Stated exercise 1:
Quote the records word for word, from their first line through the line containing "[255,380,279,408]", with both of those lines included.

Source excerpt:

——————

2.In the absence of a demonstration to the contrary, cable systems are presumed not to be subject to effective competition,[5] as that term is defined by Section 623(l) of the Communications Act and Section 76.905 of the Commission’s rules.[6] The cable operator bears the burden of rebutting the presumption that effective competition does not exist with evidence that effective competition is present within the relevant franchise area.[7] For the reasons set forth below, we grant the petition based on our finding that Petitioner is subject to effective competition in the Communities listed on Attachments A and B.
II.DISCUSSION
A.The Municipal Provider Test
3.Section 623(1)(1)(C) of the Communications Act provides that a cable operator is subject to effective competition if a multichannel video programming distributor (“MVPD”) operated by the franchising authority for that area offers video programming to at least 50 percent of the households in the franchise area.[8] This is otherwise referred to as the “municipal provider” test.
4.The first prong of the municipal provider test requires that the franchise area be served by an MVPD that is operated by the franchising authority for that area. An MVPD is “a person such as, but not limited to, a cable operator . . . who makes available for purchase, by subscribers or customers, multiple channels of video programming.”[9] It is undisputed that the Competitor in this case is a public power system that operates as an MVPD offering various cable television packages and services.[10]
5.To satisfy the second prong of the test, the Petitioner must show that the Competitor offers service to more than 50 percent of the households in the franchise area. The Commission’s rules state that, for purposes of determining effective competition, an MVPD’s service will be deemed “offered” under the following circumstances: (1) when the MVPD is physically able to deliver service to potential subscribers, with the addition of no or only minimal additional investment by the distributor, in order for an individual subscriber to receive service; and (2) when no regulatory, technical or other impediments to households taking service exist, and potential subscribers in the franchise area are reasonably aware that they may purchase the services of the MVPD.[11] The Petitioner has demonstrated that the Competitor is physically able to deliver service to potential subscribers.[12] The Petitioner also has shown that there are no regulatory, technical or other impediments to prevent households from subscribing to the Competitor’s service.[13] Finally, Petitioner has demonstrated that potential subscribers are reasonably aware of the availability of the Competitor’s cable television service in Chattanooga.[14]
6.Based on the foregoing, we conclude that Petitioner has submitted sufficient evidence demonstrating that its cable system serving Chattanooga, the Attachment A Community, has met the municipal provider test and is subject to effective competition.
B.The Competing provider Test
7.Section 623(l)(1)(B) of the Communications Act provides that a cable operator is subject to effective competition if the franchise area is (a) served by at least two unaffiliated MVPDs, each of which offers comparable video programming to at least 50 percent of the households in the franchise area; and (b) the number of households subscribing to programming services offered by MVPDs other than the largest MVPD exceeds 15 percent of the households in the franchise area.[15] This test is referred to as the “competing provider” test.

——————

Stated exercise 2:
In the cable competition excerpt, recast the paragraph numbered 5, which begins "To satisfy the second prong of the test", as a shorter bulleted list that keeps its main facts.

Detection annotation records
——————

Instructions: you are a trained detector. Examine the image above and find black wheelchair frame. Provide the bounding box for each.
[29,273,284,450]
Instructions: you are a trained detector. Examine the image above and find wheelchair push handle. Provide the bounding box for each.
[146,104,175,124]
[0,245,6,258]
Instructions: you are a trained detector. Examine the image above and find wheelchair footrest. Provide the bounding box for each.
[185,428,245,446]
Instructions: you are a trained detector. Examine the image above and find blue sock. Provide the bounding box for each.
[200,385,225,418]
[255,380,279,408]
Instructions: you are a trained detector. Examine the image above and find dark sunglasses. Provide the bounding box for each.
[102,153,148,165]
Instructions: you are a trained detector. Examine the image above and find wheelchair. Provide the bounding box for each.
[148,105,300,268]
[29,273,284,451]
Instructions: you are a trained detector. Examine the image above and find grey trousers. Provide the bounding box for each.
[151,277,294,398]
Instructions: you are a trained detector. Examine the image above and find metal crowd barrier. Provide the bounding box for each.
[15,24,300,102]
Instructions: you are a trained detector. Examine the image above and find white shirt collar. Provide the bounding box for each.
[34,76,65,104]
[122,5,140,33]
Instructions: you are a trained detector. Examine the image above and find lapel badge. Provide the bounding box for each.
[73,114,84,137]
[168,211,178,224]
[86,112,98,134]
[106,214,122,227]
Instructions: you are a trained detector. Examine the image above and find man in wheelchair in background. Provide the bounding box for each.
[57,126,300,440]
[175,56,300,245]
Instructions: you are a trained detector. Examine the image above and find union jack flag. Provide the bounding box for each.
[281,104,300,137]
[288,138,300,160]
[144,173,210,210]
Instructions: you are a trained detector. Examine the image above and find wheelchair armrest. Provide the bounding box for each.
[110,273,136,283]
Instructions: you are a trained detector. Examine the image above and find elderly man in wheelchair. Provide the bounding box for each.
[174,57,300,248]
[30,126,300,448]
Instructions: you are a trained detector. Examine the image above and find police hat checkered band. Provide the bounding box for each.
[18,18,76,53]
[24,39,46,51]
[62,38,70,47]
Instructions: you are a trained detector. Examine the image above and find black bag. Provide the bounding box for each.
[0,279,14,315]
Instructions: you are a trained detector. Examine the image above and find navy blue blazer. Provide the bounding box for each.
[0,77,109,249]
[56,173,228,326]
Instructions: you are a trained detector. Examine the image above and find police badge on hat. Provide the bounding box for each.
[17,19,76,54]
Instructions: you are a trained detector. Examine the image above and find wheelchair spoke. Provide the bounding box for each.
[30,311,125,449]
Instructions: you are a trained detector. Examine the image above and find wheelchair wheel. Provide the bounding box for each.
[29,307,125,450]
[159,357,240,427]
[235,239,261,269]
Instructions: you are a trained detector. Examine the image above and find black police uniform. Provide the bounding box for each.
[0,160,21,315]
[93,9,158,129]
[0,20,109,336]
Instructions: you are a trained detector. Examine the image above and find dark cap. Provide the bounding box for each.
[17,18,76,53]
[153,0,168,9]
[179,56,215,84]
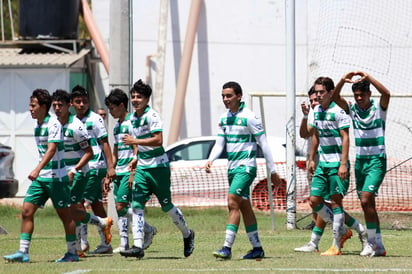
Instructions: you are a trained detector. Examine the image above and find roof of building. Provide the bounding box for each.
[0,48,90,68]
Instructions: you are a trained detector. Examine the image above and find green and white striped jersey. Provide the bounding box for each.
[310,102,350,167]
[218,102,265,170]
[113,113,134,175]
[63,115,90,172]
[34,114,66,182]
[132,106,170,169]
[80,109,107,169]
[349,99,387,159]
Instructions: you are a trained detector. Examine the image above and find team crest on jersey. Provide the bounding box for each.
[79,141,89,149]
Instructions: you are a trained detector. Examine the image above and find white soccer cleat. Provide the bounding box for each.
[294,242,319,253]
[143,226,157,249]
[90,244,113,254]
[358,229,368,250]
[113,246,129,253]
[360,243,375,257]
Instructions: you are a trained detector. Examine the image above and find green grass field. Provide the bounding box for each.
[0,206,412,274]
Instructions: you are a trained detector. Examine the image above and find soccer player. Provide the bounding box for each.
[294,86,367,252]
[104,89,157,253]
[52,89,112,257]
[70,85,116,254]
[309,77,350,256]
[120,80,195,258]
[295,86,322,229]
[334,71,390,256]
[205,82,280,259]
[4,89,78,263]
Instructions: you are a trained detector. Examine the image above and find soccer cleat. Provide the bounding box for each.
[303,221,315,230]
[373,246,386,257]
[3,250,30,263]
[183,229,195,257]
[340,228,352,248]
[90,244,113,254]
[213,246,232,260]
[320,246,342,256]
[143,226,157,249]
[76,250,86,258]
[120,246,144,259]
[81,243,90,253]
[240,247,265,260]
[359,243,375,257]
[358,229,368,250]
[294,242,319,253]
[55,252,79,263]
[103,217,113,245]
[113,246,129,253]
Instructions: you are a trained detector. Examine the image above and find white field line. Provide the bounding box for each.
[62,267,412,274]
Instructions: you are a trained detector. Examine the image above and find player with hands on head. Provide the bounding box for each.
[205,82,281,259]
[333,71,390,256]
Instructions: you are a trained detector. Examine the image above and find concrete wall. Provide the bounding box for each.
[92,0,319,140]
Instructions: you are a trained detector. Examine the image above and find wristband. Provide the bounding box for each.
[70,167,79,174]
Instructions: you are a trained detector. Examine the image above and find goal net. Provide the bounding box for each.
[107,0,412,212]
[310,0,412,211]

——————

Task response 1:
Instructions: you are a trained detector. Examine the image above and find black wheelchair frame. Provide the bounding box for each.
[29,273,284,450]
Instructions: you are a trained detector. Examine the image above and find wheelchair push handle. Provide the bounding box for each.
[146,104,175,124]
[0,245,6,258]
Instructions: you are a trained detector. Examine the image above and find wheelchair footrest. Provide the bounding box for each.
[185,428,245,446]
Instructions: you are a trained detector. Examine the image above and find blue sock. Provide the bounding box for each.
[200,385,225,418]
[255,380,279,408]

Task response 2:
- The second prong requires the Petitioner to show that the Competitor offers service to more than 50 percent of the households in the franchise area.
- Under the Commission's rules, service counts as "offered" when two conditions hold:
  - The MVPD can physically deliver service to potential subscribers with no or only minimal additional investment.
  - No regulatory, technical or other impediments to taking service exist, and potential subscribers are reasonably aware they may buy it.
- The Petitioner showed that the Competitor is physically able to deliver service.
- The Petitioner showed that no regulatory, technical or other impediments keep households from subscribing.
- The Petitioner showed that potential subscribers in Chattanooga are reasonably aware of the Competitor's cable television service.